-- start of EXCERPTED RECORDS --
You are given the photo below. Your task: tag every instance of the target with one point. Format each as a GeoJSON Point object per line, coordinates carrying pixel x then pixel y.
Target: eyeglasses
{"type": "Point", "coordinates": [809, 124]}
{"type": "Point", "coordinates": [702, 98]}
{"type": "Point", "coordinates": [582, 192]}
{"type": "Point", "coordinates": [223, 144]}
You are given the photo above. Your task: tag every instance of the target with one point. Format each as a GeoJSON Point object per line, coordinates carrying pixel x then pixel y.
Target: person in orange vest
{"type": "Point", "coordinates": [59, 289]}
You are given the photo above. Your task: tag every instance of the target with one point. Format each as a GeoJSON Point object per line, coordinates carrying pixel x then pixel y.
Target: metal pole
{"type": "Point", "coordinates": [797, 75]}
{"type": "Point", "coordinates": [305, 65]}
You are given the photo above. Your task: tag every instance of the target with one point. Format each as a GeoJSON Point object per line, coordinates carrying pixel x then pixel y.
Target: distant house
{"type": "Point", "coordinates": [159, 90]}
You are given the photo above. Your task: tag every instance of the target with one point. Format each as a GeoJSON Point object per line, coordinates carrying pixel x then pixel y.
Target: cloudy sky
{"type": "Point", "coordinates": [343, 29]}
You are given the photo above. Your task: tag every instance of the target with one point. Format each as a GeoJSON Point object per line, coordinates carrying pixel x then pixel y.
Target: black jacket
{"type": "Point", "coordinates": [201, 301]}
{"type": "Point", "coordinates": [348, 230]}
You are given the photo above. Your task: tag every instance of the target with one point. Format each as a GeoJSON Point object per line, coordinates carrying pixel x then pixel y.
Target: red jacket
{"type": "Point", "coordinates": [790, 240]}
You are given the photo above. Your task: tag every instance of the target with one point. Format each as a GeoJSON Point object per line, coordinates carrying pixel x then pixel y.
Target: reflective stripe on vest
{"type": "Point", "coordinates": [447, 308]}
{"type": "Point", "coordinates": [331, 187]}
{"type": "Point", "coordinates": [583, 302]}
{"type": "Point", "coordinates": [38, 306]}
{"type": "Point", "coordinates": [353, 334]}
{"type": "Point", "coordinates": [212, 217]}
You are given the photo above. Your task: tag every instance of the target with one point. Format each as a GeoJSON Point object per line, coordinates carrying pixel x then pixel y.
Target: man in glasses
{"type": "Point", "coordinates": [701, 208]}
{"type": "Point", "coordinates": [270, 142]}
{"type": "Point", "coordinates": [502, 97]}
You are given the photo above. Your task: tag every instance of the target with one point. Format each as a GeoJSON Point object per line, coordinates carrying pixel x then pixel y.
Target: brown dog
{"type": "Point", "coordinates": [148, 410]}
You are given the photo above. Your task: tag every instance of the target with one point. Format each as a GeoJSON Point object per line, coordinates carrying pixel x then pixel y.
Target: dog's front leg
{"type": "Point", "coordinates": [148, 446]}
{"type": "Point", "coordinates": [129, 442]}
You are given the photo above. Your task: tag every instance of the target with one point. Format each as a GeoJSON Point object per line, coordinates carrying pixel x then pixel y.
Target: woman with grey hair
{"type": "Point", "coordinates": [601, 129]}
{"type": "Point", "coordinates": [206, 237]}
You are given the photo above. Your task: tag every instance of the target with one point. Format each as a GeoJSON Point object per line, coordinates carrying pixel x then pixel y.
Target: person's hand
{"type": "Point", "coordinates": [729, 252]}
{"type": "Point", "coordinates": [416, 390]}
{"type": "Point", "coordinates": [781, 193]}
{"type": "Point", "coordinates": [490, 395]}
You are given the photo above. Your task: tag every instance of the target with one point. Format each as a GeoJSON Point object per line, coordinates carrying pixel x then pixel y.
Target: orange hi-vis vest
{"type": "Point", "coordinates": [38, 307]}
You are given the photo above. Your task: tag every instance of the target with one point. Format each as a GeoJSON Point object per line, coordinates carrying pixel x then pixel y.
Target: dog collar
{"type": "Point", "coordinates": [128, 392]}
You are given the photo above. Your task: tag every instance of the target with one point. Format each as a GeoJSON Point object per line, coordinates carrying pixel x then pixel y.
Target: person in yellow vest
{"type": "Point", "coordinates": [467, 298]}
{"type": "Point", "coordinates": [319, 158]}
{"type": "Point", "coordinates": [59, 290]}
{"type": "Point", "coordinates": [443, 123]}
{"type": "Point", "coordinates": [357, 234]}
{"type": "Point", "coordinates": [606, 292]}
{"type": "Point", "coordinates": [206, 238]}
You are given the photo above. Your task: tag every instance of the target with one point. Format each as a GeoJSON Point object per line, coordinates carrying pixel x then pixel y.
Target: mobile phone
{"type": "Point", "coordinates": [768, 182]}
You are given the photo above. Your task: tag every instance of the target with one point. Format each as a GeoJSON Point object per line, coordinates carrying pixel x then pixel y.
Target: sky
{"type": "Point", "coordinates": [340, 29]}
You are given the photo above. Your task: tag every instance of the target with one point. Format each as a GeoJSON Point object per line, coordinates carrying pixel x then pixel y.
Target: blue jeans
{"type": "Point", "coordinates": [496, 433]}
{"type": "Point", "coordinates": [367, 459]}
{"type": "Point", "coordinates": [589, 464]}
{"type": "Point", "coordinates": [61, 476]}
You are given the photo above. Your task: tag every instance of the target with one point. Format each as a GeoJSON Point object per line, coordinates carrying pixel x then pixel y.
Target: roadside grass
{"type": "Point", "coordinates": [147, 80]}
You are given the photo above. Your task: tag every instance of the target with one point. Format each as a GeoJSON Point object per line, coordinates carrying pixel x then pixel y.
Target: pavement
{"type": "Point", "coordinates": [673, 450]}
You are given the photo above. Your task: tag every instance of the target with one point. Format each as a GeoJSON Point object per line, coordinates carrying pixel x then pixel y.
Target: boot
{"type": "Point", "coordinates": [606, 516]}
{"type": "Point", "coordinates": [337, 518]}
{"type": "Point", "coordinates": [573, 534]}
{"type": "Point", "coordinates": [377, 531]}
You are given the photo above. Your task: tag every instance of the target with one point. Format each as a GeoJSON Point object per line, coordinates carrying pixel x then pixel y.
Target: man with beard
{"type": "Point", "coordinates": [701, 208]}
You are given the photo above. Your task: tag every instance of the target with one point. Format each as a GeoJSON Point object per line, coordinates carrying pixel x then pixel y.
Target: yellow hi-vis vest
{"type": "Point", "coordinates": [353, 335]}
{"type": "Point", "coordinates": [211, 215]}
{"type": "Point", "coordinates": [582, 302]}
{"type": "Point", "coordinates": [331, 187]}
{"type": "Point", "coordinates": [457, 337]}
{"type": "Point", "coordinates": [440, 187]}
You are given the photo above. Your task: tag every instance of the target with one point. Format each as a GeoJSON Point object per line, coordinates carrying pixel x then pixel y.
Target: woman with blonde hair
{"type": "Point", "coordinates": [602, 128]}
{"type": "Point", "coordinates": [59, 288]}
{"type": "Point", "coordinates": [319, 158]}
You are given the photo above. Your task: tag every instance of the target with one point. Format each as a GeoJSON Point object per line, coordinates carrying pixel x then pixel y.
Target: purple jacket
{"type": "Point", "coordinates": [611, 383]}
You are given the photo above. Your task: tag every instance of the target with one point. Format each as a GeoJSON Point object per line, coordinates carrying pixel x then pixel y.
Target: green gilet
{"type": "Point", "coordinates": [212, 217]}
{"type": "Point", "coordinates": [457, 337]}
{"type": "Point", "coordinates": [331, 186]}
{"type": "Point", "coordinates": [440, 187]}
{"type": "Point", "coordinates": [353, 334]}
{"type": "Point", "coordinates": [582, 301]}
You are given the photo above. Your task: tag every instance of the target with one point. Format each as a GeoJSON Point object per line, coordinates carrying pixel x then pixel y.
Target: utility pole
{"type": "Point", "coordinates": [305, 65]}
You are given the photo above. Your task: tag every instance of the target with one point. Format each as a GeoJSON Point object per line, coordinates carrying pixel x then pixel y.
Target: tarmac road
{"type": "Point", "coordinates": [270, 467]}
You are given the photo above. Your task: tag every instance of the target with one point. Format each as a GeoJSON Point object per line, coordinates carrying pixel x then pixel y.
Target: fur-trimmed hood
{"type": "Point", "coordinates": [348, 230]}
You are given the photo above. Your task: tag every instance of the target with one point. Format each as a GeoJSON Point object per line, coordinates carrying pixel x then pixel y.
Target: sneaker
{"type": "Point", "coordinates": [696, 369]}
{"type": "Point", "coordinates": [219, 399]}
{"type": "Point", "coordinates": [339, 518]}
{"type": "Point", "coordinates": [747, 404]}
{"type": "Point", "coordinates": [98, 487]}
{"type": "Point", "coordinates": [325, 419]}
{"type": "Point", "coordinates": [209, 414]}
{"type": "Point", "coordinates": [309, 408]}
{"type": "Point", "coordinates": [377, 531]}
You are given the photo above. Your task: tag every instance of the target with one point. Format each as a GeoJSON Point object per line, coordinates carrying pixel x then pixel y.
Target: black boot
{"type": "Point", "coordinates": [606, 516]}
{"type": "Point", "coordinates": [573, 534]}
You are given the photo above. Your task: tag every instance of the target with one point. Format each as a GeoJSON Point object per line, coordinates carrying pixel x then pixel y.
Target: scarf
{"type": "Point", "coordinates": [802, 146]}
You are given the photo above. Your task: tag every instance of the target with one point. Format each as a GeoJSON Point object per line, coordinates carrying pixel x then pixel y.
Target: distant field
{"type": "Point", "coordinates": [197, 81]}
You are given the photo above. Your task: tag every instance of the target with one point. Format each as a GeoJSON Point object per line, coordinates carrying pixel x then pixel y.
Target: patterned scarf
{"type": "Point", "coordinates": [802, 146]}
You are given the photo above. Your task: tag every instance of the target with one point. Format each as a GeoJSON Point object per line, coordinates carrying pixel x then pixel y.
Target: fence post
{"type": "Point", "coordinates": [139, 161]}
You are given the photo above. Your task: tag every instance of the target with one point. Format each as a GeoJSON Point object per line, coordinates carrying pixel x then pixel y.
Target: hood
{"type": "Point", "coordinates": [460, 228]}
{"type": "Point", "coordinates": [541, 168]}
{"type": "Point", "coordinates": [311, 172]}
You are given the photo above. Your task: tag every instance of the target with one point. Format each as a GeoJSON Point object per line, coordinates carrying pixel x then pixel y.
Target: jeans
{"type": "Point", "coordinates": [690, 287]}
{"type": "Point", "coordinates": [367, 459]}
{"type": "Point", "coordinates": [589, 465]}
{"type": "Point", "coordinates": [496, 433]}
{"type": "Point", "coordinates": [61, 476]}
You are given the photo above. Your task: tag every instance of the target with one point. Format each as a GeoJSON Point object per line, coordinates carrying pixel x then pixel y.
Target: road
-- end of EXCERPTED RECORDS --
WHAT TO PRODUCE = Pull out each line in the items above that contains the string "jacket", and copy those lines unchanged.

OUTPUT OF THE EXERCISE =
Target: black jacket
Target: red jacket
Target: purple jacket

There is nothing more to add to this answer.